Stated problem - Can you turn every entry below into a two-column CSV with the headers instruction and bbox? Give one row per entry, with its text and its answer each in a single quoted field and any line breaks replaced by spaces.

Material provided -
==========

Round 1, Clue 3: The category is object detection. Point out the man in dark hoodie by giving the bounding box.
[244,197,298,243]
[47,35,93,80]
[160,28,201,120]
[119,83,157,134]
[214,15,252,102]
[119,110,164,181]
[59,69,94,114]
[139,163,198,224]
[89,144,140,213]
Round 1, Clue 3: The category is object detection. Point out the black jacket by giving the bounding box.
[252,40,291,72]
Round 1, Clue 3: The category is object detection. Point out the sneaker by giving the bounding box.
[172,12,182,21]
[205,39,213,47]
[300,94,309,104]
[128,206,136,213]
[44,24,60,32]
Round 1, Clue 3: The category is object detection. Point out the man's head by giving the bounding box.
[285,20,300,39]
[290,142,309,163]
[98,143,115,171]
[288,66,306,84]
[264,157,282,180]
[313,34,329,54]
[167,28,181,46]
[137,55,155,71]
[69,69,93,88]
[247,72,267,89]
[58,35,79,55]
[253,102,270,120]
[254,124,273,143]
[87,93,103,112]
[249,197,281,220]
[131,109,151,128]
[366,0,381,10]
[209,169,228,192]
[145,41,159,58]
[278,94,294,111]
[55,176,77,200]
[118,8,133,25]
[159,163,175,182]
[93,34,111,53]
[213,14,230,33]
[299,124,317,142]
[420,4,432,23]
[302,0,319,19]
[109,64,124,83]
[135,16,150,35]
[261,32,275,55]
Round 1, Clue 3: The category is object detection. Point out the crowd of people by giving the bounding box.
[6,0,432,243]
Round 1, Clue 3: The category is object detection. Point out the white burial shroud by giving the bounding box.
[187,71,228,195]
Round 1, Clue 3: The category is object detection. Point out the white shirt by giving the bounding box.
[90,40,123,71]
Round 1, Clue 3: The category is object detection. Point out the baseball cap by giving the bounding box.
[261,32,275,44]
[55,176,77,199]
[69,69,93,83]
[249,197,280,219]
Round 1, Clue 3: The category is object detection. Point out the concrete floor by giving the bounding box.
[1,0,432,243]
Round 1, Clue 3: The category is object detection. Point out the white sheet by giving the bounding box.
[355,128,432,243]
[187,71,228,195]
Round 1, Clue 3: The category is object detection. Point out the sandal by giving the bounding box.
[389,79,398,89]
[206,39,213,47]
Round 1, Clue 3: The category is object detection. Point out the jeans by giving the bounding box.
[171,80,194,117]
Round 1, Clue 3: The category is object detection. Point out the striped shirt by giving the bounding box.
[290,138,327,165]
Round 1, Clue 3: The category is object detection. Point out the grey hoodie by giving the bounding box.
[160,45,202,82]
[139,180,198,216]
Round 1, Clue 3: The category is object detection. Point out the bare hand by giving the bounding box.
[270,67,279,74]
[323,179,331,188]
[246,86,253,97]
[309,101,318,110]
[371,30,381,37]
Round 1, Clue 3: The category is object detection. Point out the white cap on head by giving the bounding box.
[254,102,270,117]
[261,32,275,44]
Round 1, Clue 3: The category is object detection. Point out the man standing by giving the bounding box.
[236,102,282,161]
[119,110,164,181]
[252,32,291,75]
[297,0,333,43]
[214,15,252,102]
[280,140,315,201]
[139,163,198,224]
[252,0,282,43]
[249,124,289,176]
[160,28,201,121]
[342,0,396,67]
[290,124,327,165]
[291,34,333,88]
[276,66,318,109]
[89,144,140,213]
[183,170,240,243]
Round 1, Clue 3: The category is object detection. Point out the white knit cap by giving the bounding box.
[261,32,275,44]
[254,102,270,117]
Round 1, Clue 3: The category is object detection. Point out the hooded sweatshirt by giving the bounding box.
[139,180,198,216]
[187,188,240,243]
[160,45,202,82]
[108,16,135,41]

==========

Right answer -
instruction,bbox
"Round 1, Clue 3: The category is object detection. Point out the man in dark hoodie by giving the bounding box.","[244,197,298,243] [47,35,93,80] [160,28,201,120] [119,83,157,134] [214,15,252,102] [119,110,164,181] [59,69,94,114] [139,163,198,224] [89,144,140,213]"
"Round 1, Clue 3: The category is object detection. Point out the black jacket by giving the bounding box.","[252,40,291,72]"
"Round 1, Clue 3: The category is object detection. Point out the sneaker by giving the bounding box.","[172,12,182,21] [205,39,213,47] [300,94,309,104] [128,206,136,213] [44,24,60,32]"
"Round 1, Clue 3: The category is object detection. Point out the man's head by giving the bounding box.","[285,20,300,39] [290,142,309,163] [98,143,115,171] [288,66,306,84] [264,157,282,180] [313,34,329,54] [167,28,181,46] [137,55,155,71] [69,69,93,88] [247,72,267,89] [58,35,79,55] [253,102,270,120] [254,124,273,143] [87,93,103,112] [249,197,281,220] [131,109,151,128] [366,0,381,10] [209,169,228,192] [145,41,159,58] [278,94,294,111] [55,176,77,200] [118,8,133,25] [159,163,175,182] [93,34,111,53] [213,14,230,33] [299,124,317,142] [420,4,432,23] [302,0,319,19] [109,64,124,83] [135,16,150,35] [261,32,275,55]"
"Round 1, Clue 3: The category is object detection. Point out the crowd of people by giving the bounding box.","[6,0,432,243]"
"Round 1, Clue 3: The category is object detection. Point out the white burial shroud by giving the bounding box.","[187,71,228,195]"
"Round 1, Clue 3: The category is object detection. Point out the white shirt by giving the bounding box.","[90,40,123,71]"
"Round 1, Clue 3: The category is object detection. Point out the baseball cap by giving the bounding box.","[261,32,275,44] [55,176,77,199] [69,69,93,83] [249,197,280,219]"
"Round 1, Clue 3: The category is object detection. Point out the concrete floor by giving the bounding box.","[1,0,432,243]"
"Round 1, Clue 3: The category is object detection. Point out the white sheet by giving the bounding box.","[355,128,432,243] [187,71,228,195]"
"Round 1, Clue 3: The category is object detection. Point out the sandal by giving the bounding box.","[389,79,398,89] [206,39,213,47]"
"Round 1, Clue 3: The category is object detection. Point out the jeans by giving the bounding box.","[171,80,194,117]"
"Round 1, Clue 3: The category is object detection. Point out the striped shirt by giving the bounding box.","[290,138,327,165]"
"Round 1, Clue 3: The category is object detection. Point out the grey hoodie by giving the bounding box.","[160,45,202,82] [139,180,198,216]"
"Round 1, Clue 3: The category is object detection. Point out the bare hand by giving the bounding box.","[270,67,279,74] [323,179,331,188] [246,86,253,97] [309,101,318,110] [371,30,381,37]"
"Round 1, Clue 3: The category is object detection. Point out the white cap on head by giving the bounding box.","[254,102,270,117] [261,32,275,44]"
"Round 1, Clue 3: The category is object detection. Point out the man standing by giving the bounding box.","[236,102,282,161] [119,110,164,181] [252,32,291,75] [297,0,333,43] [214,15,252,102] [280,140,315,201] [139,163,198,224] [252,0,282,43] [249,124,289,176] [160,28,201,121] [342,0,396,67] [290,124,327,165] [291,34,333,88] [276,66,318,109] [89,144,140,213] [183,170,240,243]"
"Round 1, Clue 3: The category is object detection. Point out the white knit cap by giving the bounding box.","[261,32,275,44] [254,102,270,117]"
"Round 1, Clue 3: The category is object detection. Point out the hooded sweatshirt by giving the bounding box.","[139,180,198,216] [187,188,240,243] [160,45,202,82] [108,16,135,41]"